_What to work on_
Convert the lines of the items below, from the line containing "the turquoise water." through the last line, into a JSON list of strings with one string per line and blank lines omitted.

_Data for this exercise_
******************************

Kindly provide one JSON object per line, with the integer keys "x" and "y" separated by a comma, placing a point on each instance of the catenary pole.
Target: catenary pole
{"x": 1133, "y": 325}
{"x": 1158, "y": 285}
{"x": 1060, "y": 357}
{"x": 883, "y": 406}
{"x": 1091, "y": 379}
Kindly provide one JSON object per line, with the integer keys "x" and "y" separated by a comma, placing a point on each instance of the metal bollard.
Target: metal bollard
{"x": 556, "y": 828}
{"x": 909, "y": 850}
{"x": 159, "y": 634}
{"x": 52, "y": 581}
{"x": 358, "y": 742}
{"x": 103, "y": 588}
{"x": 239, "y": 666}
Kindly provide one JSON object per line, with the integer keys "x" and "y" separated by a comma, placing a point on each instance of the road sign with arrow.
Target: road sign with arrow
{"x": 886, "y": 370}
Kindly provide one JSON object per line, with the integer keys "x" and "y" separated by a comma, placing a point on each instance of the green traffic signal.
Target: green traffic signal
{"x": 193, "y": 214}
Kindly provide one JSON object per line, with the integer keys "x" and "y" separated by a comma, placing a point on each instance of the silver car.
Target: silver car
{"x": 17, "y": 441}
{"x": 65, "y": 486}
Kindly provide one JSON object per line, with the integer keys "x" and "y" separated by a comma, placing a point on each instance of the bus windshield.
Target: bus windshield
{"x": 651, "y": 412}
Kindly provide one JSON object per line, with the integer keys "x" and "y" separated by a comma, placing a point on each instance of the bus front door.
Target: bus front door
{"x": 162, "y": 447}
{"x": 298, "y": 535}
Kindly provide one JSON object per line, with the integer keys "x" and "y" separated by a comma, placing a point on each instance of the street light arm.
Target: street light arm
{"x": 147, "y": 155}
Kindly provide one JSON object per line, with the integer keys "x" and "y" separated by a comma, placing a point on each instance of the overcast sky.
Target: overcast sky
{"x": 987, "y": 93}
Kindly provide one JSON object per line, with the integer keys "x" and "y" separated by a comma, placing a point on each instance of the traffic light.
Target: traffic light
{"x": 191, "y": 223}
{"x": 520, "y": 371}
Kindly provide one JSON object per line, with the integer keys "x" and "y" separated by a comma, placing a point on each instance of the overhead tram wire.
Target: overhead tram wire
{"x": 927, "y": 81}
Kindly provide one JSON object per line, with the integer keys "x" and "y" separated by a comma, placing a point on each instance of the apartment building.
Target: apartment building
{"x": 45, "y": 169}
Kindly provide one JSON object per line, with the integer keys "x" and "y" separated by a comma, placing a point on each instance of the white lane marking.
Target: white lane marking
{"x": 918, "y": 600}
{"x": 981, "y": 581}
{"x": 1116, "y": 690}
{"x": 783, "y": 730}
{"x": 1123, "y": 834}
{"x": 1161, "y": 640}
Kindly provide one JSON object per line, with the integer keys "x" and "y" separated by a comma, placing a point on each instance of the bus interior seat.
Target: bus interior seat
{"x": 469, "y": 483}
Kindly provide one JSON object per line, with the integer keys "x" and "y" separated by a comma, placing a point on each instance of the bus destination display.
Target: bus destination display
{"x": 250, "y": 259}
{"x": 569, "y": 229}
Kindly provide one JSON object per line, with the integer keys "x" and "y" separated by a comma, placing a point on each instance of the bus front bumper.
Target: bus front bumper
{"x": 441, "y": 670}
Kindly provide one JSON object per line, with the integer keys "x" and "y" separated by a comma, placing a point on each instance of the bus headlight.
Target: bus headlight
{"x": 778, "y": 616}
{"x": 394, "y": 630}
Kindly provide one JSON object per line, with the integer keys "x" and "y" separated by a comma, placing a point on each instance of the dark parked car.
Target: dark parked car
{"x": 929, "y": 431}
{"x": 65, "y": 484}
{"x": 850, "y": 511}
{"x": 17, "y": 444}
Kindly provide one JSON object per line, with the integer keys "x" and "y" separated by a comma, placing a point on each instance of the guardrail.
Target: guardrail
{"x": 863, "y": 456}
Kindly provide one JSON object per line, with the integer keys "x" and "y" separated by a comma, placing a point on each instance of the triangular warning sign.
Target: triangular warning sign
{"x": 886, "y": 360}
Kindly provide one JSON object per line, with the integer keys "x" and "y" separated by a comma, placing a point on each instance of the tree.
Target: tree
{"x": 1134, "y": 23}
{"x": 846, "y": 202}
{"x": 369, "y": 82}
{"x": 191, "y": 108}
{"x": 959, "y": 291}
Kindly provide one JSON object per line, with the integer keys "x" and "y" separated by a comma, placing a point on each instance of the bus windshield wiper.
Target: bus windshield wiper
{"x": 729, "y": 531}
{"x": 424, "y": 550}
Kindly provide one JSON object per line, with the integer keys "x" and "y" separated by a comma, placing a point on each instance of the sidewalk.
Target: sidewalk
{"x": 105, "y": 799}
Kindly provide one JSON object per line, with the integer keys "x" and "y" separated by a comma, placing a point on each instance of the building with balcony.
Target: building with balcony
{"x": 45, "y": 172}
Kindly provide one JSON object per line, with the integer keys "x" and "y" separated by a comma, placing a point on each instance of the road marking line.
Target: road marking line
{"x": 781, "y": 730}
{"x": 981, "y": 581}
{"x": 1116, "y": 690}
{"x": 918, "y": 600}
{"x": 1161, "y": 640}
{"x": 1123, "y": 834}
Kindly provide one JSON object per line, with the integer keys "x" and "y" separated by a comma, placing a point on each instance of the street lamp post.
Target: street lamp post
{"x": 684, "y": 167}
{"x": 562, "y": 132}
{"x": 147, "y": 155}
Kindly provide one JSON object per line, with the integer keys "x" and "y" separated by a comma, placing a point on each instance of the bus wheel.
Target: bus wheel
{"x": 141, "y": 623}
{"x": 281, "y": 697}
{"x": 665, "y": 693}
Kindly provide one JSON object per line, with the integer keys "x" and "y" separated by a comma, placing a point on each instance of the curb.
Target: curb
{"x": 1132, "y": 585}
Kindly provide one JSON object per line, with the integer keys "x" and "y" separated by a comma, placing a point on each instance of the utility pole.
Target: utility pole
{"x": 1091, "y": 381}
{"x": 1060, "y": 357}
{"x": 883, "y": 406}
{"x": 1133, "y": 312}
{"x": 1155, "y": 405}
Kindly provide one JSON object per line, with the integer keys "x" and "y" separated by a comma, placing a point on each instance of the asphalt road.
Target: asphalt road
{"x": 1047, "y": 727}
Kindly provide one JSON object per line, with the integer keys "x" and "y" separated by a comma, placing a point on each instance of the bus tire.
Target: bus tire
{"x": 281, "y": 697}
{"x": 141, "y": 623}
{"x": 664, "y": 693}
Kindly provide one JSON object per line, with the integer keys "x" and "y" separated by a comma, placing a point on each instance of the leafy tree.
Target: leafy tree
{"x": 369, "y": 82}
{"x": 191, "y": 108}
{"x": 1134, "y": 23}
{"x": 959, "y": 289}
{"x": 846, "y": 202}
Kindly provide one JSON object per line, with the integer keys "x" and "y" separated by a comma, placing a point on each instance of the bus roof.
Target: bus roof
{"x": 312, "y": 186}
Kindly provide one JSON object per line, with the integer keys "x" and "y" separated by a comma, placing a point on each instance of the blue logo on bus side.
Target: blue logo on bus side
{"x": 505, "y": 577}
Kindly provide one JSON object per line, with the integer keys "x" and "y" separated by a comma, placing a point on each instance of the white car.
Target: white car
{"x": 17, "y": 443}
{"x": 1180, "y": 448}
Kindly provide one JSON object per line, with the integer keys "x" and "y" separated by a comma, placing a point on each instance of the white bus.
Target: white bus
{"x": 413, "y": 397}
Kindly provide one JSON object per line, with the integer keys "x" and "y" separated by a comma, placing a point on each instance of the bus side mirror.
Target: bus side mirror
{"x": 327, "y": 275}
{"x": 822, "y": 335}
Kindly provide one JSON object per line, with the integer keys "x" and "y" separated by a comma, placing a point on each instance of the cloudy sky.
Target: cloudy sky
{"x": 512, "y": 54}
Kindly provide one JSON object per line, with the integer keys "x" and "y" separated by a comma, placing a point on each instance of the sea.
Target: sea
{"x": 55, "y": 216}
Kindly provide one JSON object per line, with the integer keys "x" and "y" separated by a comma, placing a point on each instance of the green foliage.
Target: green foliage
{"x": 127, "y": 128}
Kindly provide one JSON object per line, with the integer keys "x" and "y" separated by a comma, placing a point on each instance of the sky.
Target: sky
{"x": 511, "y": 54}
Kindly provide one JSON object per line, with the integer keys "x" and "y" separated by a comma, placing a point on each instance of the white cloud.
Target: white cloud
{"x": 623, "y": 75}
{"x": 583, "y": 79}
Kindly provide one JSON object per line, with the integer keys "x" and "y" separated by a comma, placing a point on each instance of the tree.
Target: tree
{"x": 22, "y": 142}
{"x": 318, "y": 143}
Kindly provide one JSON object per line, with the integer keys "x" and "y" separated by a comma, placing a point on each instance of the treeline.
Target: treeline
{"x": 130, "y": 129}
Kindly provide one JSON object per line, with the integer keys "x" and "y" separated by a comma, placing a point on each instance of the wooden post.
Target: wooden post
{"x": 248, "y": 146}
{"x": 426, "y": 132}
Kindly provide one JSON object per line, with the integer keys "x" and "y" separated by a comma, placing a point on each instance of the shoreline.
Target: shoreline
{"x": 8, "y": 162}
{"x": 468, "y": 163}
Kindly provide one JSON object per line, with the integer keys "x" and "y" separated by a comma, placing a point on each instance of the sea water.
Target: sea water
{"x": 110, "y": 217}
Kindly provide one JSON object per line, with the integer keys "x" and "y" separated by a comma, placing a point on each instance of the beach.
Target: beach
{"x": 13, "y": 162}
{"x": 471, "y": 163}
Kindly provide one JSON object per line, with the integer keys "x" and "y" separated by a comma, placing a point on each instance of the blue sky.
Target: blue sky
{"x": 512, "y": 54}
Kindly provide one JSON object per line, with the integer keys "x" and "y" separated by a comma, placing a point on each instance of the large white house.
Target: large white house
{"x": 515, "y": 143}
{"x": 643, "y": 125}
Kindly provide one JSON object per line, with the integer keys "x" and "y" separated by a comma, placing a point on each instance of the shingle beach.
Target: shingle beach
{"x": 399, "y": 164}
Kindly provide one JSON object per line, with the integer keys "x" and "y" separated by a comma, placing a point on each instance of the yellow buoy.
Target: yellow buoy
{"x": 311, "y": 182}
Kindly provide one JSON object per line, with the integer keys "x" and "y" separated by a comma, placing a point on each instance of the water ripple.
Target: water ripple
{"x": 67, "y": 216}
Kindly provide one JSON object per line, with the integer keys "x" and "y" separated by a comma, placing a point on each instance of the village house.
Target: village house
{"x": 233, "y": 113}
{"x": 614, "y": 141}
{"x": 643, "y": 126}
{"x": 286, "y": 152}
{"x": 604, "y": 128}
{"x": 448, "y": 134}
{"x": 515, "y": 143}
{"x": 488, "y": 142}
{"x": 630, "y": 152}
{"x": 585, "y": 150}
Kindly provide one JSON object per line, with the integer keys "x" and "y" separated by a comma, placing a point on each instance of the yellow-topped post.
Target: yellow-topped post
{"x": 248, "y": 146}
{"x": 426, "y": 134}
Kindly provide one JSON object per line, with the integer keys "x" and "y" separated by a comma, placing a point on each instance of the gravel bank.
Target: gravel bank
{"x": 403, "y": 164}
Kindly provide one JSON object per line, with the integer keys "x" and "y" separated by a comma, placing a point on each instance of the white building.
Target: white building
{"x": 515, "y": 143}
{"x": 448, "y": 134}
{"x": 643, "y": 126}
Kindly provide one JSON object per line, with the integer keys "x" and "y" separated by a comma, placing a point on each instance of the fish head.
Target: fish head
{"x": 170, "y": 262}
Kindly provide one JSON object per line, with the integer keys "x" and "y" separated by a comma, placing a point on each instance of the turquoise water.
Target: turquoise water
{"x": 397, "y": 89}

******************************

_Written response_
[
  "Kindly provide one JSON object per line, with the integer keys \"x\" and \"y\" separated by a comma, placing a point on each instance of the turquoise water.",
  "Target: turquoise water",
  "{\"x\": 397, \"y\": 89}"
]